-- Start DOCUMENT SECTION --

In discovery we often do briefs (creative, project, etc.) but we really do try and keep them brief. Very brief in fact, mostly just high level overviews to keep everyone on the same page. We don’t really do things like mood boards and such unless a client insists on it. I do find those things valuable to a certain extent, but like you, think real designs and iterating from there are a better way to go.
We don’t generally do style guides (well, sometimes we’ll do them at the end of a project, again, if our clients want them) but we do usually do an extensive wireframing process. That process can, and often does, go smoothly but I’ve always wished there was a better way to show and design interactions. We have some of the same kinds of problems with wireframes you mention here.
I’d love to jump right in to do prototypes, but it seems like there is a barrier there as far as tool available (know of anything good??) and getting our interaction designers to actually change their own processes. Well, and honestly our clients usually expect wireframes and it’s hard to get them away from the “4-D” process as well.
I have noticed that our “wireframe process” never seems to end. We just move it along past wireframes, into design comps and then usually into the final deliverables.
As such I’m a big fan of moving from wireframes or comps into HTML/CSS as quickly as possible and having a fluid enough process to keep iterating. The “problem” we often have is that our clients aren’t often comfortable with that. They want to know exactly what is going to be done, when it’s going to be done and how much it’ll cost.

-- End DOCUMENT SECTION --
-- Start RAW DATA --

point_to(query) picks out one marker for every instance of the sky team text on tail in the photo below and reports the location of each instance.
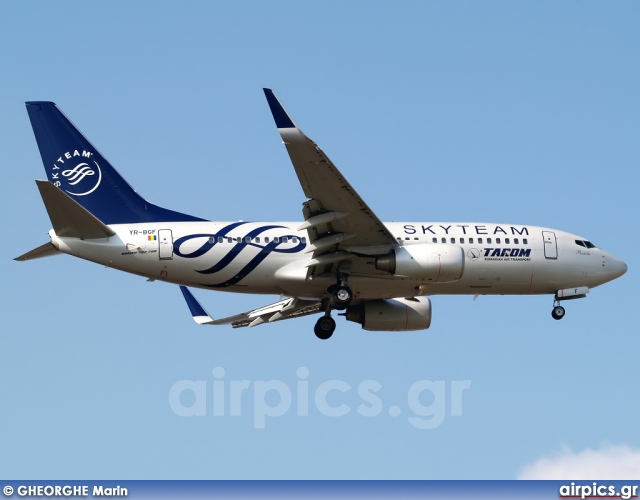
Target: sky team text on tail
(341, 257)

-- End RAW DATA --

In the comment above about the design process, when does the team sometimes produce style guides?

At the end of a project, if their clients want them.